### 抽出テキスト
2021.12.11 15:00 [CoRich]

2019年に演劇祭での短編として上演された30分の短編と、その1年後を描く新作を組みあわせて110分。12月12日までオメガ東京。

売れた漫才師が若くして死んだ通夜、師匠など芸人たちやファンの女に混じり、同期だが売れていないコンビは自分たちを振り返る「つやつやのやつ」
死んだ芸人を想い続けるファンの女、一周忌の日に劇場の楽屋口に居る。劇場入りする芸人たちに混じり、芸人になりたい女子高生が友達を無理に連れてきて入門しようとする「ファンファンファンファーレ!」

### 課題一覧
A: 抽出テキストのうち、「2021.12.11 15:00 [CoRich]」から「ァンファンファンファーレ!」」までの部分を一字一句そのまま書き写してください。
B: 抽出テキストに出てくる、具体的な年または月日を示す表記をすべて挙げてください。

### データセット
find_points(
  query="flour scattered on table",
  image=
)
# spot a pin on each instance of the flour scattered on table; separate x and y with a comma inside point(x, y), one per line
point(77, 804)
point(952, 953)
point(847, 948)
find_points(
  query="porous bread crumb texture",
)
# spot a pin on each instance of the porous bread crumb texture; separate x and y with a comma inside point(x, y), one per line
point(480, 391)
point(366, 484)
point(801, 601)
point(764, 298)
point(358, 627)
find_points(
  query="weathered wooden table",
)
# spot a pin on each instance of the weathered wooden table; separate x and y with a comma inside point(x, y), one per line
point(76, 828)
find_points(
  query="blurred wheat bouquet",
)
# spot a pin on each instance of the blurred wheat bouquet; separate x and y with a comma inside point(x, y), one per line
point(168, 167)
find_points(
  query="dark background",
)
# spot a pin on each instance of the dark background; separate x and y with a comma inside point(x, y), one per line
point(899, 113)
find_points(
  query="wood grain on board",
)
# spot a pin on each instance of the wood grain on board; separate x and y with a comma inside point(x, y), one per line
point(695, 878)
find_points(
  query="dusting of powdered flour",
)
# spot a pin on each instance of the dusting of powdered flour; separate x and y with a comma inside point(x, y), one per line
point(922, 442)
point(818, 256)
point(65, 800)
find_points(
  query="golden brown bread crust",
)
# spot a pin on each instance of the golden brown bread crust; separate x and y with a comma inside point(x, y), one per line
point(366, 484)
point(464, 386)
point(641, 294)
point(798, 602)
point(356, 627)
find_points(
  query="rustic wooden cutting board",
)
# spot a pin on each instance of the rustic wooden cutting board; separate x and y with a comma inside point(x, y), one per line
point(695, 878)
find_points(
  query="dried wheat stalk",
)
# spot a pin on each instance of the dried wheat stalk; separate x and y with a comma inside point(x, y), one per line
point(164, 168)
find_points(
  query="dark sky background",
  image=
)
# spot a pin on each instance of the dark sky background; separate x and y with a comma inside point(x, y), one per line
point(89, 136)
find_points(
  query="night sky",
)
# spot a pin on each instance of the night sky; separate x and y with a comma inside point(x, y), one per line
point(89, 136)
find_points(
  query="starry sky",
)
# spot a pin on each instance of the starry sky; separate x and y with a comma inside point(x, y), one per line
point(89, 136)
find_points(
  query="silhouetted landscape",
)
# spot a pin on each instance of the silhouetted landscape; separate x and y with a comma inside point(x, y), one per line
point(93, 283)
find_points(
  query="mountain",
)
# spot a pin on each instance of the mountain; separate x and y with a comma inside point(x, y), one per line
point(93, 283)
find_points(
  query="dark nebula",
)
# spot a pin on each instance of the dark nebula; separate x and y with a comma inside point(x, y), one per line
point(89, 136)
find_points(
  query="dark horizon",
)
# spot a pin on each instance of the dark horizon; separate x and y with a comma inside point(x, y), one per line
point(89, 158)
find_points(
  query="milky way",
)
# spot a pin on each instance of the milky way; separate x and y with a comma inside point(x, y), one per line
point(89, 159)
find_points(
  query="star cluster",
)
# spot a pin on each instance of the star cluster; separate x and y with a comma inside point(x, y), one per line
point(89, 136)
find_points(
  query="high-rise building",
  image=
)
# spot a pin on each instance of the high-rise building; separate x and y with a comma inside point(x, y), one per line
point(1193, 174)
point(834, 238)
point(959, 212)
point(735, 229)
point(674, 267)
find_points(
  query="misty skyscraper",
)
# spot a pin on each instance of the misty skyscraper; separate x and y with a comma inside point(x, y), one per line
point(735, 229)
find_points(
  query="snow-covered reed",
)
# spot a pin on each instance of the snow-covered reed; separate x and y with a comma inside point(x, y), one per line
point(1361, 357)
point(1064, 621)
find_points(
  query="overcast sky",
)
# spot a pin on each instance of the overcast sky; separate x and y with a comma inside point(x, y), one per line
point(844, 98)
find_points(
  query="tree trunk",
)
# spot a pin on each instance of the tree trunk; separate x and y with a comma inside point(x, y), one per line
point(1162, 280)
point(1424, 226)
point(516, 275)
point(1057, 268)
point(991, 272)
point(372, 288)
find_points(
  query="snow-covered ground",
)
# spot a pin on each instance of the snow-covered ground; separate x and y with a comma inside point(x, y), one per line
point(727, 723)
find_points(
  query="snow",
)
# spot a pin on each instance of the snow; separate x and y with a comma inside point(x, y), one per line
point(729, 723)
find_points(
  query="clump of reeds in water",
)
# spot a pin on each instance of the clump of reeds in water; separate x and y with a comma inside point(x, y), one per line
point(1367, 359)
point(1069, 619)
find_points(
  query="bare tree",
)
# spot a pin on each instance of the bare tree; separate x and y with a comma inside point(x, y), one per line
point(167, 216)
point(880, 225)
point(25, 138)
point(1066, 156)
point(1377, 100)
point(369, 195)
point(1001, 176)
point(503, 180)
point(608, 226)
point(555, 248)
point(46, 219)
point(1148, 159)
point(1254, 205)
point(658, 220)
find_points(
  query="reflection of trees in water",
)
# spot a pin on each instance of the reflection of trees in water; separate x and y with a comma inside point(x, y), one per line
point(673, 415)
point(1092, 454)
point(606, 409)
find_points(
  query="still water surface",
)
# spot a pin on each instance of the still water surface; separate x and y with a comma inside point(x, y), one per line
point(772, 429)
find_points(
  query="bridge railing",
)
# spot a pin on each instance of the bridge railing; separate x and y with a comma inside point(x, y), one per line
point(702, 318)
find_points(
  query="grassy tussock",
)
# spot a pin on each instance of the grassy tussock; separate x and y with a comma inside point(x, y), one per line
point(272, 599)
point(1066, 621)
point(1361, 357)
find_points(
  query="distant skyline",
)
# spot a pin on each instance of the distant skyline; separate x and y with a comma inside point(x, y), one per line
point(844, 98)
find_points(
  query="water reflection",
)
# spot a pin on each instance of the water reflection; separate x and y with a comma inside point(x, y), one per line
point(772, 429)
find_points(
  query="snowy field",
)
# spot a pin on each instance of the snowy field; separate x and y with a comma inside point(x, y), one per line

### 解答例
A:
2021.12.11 15:00 [CoRich]

2019年に演劇祭での短編として上演された30分の短編と、その1年後を描く新作を組みあわせて110分。12月12日までオメガ東京。

売れた漫才師が若くして死んだ通夜、師匠など芸人たちやファンの女に混じり、同期だが売れていないコンビは自分たちを振り返る「つやつやのやつ」
死んだ芸人を想い続けるファンの女、一周忌の日に劇場の楽屋口に居る。劇場入りする芸人たちに混じり、芸人になりたい女子高生が友達を無理に連れてきて入門しようとする「ファンファンファンファーレ!」

B:
- 2021.12.11
- 2019年
- 12月12日